AVAILABLE DATA:
■ ■ ■ ■ ■
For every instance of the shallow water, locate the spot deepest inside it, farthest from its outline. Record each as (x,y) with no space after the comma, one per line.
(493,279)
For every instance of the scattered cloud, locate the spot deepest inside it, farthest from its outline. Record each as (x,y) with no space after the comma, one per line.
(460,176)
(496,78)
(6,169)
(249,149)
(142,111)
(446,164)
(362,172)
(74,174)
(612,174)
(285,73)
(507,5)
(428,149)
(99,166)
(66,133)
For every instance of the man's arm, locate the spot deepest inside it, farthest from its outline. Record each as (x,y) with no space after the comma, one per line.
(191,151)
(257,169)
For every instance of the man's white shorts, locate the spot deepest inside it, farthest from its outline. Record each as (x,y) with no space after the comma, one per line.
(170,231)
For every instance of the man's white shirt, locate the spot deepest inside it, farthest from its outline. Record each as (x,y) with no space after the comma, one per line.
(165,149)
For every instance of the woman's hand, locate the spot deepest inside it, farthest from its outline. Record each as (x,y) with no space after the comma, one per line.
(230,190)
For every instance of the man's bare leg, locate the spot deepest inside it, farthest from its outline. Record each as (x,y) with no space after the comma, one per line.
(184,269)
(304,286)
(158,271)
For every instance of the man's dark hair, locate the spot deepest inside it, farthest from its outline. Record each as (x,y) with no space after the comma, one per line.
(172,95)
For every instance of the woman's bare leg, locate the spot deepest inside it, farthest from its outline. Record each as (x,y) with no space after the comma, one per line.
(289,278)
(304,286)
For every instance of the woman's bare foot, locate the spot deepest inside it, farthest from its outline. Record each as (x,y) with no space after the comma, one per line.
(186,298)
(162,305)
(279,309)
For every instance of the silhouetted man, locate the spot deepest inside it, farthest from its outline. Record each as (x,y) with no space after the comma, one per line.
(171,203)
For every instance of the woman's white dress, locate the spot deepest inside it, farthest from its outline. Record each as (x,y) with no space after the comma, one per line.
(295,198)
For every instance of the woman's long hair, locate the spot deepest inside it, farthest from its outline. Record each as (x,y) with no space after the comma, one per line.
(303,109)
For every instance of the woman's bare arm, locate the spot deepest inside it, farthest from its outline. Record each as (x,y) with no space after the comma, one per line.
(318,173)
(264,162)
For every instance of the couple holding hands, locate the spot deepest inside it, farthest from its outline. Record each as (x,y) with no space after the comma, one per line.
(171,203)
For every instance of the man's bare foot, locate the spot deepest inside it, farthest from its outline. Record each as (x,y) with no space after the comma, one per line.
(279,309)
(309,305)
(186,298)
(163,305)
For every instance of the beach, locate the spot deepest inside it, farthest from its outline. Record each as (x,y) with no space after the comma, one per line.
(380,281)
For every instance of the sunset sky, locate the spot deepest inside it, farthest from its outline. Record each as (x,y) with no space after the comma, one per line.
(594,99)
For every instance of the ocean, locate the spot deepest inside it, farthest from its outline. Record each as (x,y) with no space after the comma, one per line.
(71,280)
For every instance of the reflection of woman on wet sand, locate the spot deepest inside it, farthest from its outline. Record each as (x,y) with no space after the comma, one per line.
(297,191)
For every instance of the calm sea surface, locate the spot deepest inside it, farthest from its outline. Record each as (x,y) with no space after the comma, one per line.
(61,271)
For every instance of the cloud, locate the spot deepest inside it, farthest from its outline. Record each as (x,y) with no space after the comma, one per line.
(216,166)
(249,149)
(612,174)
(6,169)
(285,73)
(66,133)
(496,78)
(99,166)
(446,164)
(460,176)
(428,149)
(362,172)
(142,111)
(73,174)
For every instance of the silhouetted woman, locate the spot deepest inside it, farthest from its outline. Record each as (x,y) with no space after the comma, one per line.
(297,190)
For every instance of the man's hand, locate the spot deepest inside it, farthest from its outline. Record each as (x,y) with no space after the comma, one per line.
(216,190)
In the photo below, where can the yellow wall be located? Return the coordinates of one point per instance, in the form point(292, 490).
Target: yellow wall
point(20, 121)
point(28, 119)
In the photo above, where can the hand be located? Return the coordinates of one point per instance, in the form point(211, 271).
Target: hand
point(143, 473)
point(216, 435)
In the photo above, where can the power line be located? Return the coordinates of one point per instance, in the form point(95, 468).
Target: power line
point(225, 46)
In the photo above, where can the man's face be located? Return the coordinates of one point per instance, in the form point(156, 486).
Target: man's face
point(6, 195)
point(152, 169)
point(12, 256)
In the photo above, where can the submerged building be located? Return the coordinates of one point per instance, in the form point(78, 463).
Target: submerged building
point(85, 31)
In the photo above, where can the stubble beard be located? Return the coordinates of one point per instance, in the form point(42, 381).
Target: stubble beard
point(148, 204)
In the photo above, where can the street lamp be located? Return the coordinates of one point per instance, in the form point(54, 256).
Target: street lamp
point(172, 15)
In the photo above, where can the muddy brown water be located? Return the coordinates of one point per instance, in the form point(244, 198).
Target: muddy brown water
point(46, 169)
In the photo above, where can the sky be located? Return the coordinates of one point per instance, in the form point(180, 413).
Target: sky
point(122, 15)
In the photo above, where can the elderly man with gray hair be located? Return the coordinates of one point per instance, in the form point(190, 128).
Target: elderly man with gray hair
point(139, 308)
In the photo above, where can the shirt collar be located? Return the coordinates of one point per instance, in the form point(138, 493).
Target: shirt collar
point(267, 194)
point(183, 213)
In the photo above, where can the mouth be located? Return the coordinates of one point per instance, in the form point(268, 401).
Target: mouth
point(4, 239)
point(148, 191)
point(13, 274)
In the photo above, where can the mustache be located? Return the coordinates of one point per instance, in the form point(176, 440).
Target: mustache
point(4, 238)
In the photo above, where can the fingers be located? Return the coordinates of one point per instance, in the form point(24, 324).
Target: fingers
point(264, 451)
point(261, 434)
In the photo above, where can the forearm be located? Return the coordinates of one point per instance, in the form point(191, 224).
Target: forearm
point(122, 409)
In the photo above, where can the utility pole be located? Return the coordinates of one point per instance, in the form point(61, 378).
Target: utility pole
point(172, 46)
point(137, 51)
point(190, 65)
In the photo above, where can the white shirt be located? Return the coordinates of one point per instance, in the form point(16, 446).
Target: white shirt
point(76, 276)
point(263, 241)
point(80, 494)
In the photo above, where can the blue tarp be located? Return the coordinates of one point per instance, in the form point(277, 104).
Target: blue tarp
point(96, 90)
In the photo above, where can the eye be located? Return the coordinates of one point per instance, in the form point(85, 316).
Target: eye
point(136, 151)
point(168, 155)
■ ■ ■ ■ ■
Convert all of the material above into a JSON list of strings, with each line as one string and blank lines omitted.

[
  "For every instance of the shallow water, locate the spot deepest inside it, farthest from its outline. Record each as (x,y) with no space after the comma, one per line.",
  "(493,279)",
  "For every instance of the scattered cloud, locate the spot deepest inside it, farthest from its outline. Record each as (x,y) with no space after the comma, one per line.",
  "(460,176)",
  "(496,78)",
  "(6,169)",
  "(249,149)",
  "(142,111)",
  "(446,164)",
  "(362,172)",
  "(74,174)",
  "(612,174)",
  "(285,73)",
  "(507,5)",
  "(428,149)",
  "(99,166)",
  "(66,133)",
  "For every instance of the man's arm, locate the spot deepest inside it, farthest from its outline. Record each as (x,y) with no space after the comma, one per line.",
  "(191,151)",
  "(257,169)",
  "For every instance of the man's white shorts, locate the spot deepest inside it, farthest from its outline. Record each as (x,y) with no space after the comma, one per line.",
  "(170,231)",
  "For every instance of the man's white shirt, locate the spot deepest inside it, farthest from its outline. Record each as (x,y) with no space after the comma, one per line.",
  "(165,149)",
  "For every instance of the woman's hand, locate the spot deepest inside it, farthest from its outline. Record each as (x,y) with no space after the comma, one per line.",
  "(230,190)",
  "For every instance of the man's bare leg, locate the spot deepest inside it, farthest from its outline. Record each as (x,y) with no space after the comma, one per line.",
  "(184,269)",
  "(304,286)",
  "(158,271)",
  "For every instance of the man's dark hair, locate the spot deepest inside it, farthest from its outline. Record each as (x,y) with no space after the comma, one per line.",
  "(172,95)",
  "For every instance of the woman's bare leg, locate the spot deepest inside it, farthest from its outline. Record each as (x,y) with no space after the comma, one per line.",
  "(289,278)",
  "(304,286)",
  "For every instance of the woman's bare foot, locate the spot deepest inside it, farthest from its outline. Record each as (x,y) with no space after the comma, one per line.",
  "(186,298)",
  "(162,305)",
  "(279,309)",
  "For every instance of the silhouetted man, locate the spot deepest inside it, farthest from its outline. Record each as (x,y) with no space after the comma, one per line.",
  "(171,203)",
  "For every instance of the woman's white dress, locate the spot deepest inside it, farthest from its outline. Record each as (x,y) with no space after the comma, one per line.",
  "(295,198)",
  "For every instance of the woman's long hair, locate the spot deepest inside it, farthest from its outline. Record each as (x,y) with no space after the comma, one per line.",
  "(303,109)",
  "For every instance of the woman's bare arm, locate the spot deepest inside it, farthest from its outline. Record each as (x,y) with no space after the comma, one per line.",
  "(318,173)",
  "(264,162)",
  "For every instance of the couple holding hands, locate the spot deepest inside it, farthest from its outline. Record each as (x,y) with no space after the comma, one per line.",
  "(171,203)",
  "For every instance of the man's bare foot, locate the spot deepest inside it, farthest from its outline. Record each as (x,y) with no space after the comma, one per line.",
  "(279,309)",
  "(309,305)",
  "(186,298)",
  "(163,305)",
  "For every instance of the beach, locate the spot deepest inside it, farthest from its outline. Record each as (x,y) with no space after the comma, one per line.",
  "(380,281)",
  "For every instance of the sunset sky, locate the spot deepest inside it, farthest from its outline. Record each as (x,y) with no space after the comma, one per line.",
  "(594,99)",
  "For every instance of the ocean, locate the spot deepest inside it, farthest from its outline. Record each as (x,y) with no space after the comma, one per line.",
  "(71,280)",
  "For every instance of the reflection of woman on wet sand, locate the spot deepest inside it, farthest from its outline. Record each as (x,y) with no space after the comma, one per line.",
  "(297,191)",
  "For every instance of the calm sea surface, locate the spot deepest inside it, farthest from its outline. Record each as (x,y) with no space after the comma, one per line.",
  "(61,271)",
  "For every instance of the cloud, locate the spot deepest inside it, farthest from its outline. Record each as (x,y) with no space after the comma, one per line.",
  "(216,166)",
  "(249,149)",
  "(612,174)",
  "(6,169)",
  "(285,73)",
  "(66,133)",
  "(496,78)",
  "(99,166)",
  "(446,164)",
  "(460,176)",
  "(428,149)",
  "(362,172)",
  "(142,111)",
  "(73,174)",
  "For every instance of the silhouetted woman, locate the spot deepest inside it, farthest from its outline. Record each as (x,y) with no space after the comma, one per line.",
  "(297,190)",
  "For every instance of the man's hand, locate the spot deepest inside it, farthest from its outline. Record each as (x,y) with no space after the comma, one per line.",
  "(216,190)",
  "In the photo below, where can the yellow wall be located? Return the coordinates of one point per instance, in the form point(292, 490).",
  "Target: yellow wall",
  "point(20, 121)",
  "point(28, 119)",
  "In the photo above, where can the hand be located? Return the coordinates of one point per instance, in the form point(211, 271).",
  "Target: hand",
  "point(143, 473)",
  "point(216, 435)",
  "In the photo above, where can the power line be located? Return the coordinates of one point per instance, in the form point(95, 468).",
  "Target: power line",
  "point(225, 46)",
  "In the photo above, where can the man's face be located? Return the coordinates of one point per instance, in the form point(156, 486).",
  "Target: man's face",
  "point(6, 195)",
  "point(152, 169)",
  "point(12, 256)",
  "In the photo above, where can the submerged building be located? Return the coordinates of one point per instance, in the form point(78, 463).",
  "Target: submerged building",
  "point(85, 31)",
  "In the photo above, where can the stubble beard be located? Return the coordinates of one point per instance, in the form point(42, 381).",
  "Target: stubble beard",
  "point(148, 204)",
  "In the photo above, where can the street lamp be located? Return the coordinates of one point per instance, in the form point(54, 256).",
  "Target: street lamp",
  "point(172, 15)",
  "In the photo above, where can the muddy brown water be located? Return the coordinates of one point per instance, in the form point(244, 198).",
  "Target: muddy brown water",
  "point(46, 169)",
  "In the photo above, where can the sky be located? Return the coordinates of one point per instance, in the form point(180, 413).",
  "Target: sky",
  "point(122, 15)",
  "In the photo above, where can the elderly man with gray hair be located? Return the coordinates of one point per instance, in the form point(190, 128).",
  "Target: elderly man with gray hair",
  "point(139, 308)",
  "In the photo above, where can the shirt collar be located? Return the coordinates of one point per instance, in the form point(138, 493).",
  "Target: shirt collar",
  "point(267, 194)",
  "point(183, 213)",
  "In the photo above, where can the mouth be located? Return the coordinates of one point per instance, in the form point(268, 401).",
  "Target: mouth",
  "point(4, 239)",
  "point(148, 191)",
  "point(13, 274)",
  "In the photo above, where can the mustache be located? Return the coordinates of one point per instance, in the form point(176, 440).",
  "Target: mustache",
  "point(4, 238)",
  "In the photo above, where can the fingers be located? Return the coordinates of one point per instance, in the form point(24, 324).",
  "Target: fingers",
  "point(264, 451)",
  "point(261, 434)",
  "In the photo above, where can the forearm be located? Return the coordinates of one point per instance, in the form point(191, 224).",
  "Target: forearm",
  "point(122, 409)",
  "In the photo above, where can the utility pole be located? Return the coordinates of one point per instance, in the form point(61, 378).",
  "Target: utility pole",
  "point(172, 46)",
  "point(137, 51)",
  "point(190, 65)",
  "In the photo above, where can the white shirt be located? Return the coordinates of one point per instance, in the form point(16, 446).",
  "Target: white shirt",
  "point(76, 276)",
  "point(263, 241)",
  "point(80, 494)",
  "In the photo above, where can the blue tarp be located? Return the coordinates of one point per instance, in the form point(277, 104).",
  "Target: blue tarp",
  "point(96, 90)",
  "In the photo above, where can the eye be located? Return the coordinates of one point per instance, in the form point(85, 316).",
  "Target: eye",
  "point(136, 151)",
  "point(168, 155)"
]